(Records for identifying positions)
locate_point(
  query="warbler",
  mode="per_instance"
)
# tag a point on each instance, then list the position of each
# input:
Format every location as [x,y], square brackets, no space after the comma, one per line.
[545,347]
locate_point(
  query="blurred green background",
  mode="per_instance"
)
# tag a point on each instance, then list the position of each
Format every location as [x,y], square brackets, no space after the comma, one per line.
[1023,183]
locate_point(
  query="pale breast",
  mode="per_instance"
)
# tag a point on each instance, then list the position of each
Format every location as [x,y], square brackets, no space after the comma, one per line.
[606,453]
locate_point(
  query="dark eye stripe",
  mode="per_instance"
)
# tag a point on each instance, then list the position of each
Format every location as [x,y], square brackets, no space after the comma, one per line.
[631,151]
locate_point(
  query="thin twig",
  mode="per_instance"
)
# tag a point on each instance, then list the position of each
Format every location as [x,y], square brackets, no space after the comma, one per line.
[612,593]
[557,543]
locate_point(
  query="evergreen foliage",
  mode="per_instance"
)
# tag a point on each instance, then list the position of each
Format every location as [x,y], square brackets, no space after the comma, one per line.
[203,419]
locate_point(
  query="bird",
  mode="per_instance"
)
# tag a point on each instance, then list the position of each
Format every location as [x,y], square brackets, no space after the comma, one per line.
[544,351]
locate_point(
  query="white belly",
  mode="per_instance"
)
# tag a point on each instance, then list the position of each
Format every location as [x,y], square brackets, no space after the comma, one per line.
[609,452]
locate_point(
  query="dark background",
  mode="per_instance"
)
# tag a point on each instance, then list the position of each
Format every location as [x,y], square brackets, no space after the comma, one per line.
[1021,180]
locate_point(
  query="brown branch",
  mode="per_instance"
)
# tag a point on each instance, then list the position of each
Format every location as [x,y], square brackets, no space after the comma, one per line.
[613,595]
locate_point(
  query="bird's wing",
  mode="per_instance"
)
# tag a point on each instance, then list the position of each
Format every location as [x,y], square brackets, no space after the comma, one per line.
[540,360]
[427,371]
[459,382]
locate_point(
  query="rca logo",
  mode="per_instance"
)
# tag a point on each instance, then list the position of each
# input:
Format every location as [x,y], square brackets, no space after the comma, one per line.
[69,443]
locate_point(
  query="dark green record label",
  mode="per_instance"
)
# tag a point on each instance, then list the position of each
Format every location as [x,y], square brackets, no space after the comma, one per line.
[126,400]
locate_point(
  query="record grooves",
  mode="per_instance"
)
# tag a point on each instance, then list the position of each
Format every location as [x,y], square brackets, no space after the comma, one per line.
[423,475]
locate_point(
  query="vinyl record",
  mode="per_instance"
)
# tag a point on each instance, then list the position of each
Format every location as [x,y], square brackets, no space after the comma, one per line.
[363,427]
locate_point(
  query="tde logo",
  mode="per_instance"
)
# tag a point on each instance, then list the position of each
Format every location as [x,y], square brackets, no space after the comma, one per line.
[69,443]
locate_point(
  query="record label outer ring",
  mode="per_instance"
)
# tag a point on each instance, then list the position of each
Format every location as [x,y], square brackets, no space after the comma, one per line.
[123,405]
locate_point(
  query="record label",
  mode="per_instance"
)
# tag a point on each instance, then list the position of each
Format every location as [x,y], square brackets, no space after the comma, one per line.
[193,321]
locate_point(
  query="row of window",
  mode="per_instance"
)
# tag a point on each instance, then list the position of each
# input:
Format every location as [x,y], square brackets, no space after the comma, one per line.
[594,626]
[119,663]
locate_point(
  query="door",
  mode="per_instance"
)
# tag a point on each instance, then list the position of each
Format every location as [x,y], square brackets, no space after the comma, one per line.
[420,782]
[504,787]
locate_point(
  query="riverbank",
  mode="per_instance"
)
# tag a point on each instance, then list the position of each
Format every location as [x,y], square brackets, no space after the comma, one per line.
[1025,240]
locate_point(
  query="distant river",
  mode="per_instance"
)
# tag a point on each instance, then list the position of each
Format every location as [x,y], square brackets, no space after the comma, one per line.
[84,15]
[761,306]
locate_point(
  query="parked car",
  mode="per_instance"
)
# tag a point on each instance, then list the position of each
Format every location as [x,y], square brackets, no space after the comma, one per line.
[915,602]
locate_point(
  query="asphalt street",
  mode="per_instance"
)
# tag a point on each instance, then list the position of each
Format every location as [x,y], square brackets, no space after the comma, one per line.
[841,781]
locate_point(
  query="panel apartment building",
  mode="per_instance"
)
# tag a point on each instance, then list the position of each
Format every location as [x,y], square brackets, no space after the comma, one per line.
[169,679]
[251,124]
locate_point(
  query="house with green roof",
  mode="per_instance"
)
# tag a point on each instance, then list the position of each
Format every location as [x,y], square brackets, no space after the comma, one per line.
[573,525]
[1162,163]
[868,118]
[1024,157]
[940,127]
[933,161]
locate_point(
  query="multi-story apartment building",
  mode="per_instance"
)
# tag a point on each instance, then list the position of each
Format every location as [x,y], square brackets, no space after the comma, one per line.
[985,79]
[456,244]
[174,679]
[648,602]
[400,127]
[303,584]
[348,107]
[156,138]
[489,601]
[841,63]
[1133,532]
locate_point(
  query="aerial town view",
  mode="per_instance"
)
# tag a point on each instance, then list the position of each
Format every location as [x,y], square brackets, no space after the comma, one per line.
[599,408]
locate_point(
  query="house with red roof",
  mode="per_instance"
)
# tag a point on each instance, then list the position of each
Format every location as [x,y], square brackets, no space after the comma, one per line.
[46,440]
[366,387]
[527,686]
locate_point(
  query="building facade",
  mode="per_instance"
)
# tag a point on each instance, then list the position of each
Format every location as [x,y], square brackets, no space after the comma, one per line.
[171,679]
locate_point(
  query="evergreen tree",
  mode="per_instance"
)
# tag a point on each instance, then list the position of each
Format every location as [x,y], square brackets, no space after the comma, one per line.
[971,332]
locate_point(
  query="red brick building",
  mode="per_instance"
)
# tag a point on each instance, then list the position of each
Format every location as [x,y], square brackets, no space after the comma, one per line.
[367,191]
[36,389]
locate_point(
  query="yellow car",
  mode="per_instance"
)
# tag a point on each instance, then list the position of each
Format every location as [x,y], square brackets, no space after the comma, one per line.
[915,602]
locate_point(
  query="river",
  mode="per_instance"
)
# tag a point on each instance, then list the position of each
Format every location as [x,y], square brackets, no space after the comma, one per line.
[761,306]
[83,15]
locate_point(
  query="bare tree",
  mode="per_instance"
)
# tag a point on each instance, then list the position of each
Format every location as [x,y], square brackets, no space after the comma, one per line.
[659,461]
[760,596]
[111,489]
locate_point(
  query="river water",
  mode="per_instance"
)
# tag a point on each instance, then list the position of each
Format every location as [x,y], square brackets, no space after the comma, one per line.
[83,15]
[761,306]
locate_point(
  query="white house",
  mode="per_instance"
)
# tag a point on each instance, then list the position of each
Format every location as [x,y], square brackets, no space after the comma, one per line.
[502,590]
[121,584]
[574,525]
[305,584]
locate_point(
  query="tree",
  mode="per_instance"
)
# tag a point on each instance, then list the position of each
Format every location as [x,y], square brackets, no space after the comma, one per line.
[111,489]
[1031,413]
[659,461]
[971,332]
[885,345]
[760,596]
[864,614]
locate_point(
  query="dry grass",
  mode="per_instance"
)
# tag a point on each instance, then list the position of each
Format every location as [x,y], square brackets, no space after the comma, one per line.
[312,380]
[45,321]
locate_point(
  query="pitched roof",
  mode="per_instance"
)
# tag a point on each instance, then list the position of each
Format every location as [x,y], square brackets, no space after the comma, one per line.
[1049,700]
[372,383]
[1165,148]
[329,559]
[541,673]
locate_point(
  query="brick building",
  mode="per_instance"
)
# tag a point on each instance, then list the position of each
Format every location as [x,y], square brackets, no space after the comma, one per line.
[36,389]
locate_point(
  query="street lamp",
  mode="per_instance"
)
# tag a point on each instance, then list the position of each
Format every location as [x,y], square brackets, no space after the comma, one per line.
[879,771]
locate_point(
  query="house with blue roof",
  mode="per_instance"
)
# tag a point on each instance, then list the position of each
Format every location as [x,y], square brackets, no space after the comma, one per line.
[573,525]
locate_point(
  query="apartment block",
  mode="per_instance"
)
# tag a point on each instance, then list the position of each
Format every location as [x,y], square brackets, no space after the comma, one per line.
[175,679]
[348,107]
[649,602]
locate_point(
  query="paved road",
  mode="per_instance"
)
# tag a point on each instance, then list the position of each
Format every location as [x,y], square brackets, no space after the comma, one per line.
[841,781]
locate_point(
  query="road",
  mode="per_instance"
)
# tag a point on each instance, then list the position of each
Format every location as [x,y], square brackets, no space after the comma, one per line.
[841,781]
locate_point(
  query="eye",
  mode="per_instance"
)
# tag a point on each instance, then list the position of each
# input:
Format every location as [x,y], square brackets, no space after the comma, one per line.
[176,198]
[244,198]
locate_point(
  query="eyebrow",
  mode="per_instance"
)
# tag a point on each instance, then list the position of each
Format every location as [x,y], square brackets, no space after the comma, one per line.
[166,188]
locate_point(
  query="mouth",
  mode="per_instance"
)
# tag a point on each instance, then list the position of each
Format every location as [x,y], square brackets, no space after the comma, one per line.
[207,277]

__The task__. List each line of the data above that contains the word "background", treating uppercase and lowercase as different.

__Response below__.
  query="blurred green background",
  query="dark background",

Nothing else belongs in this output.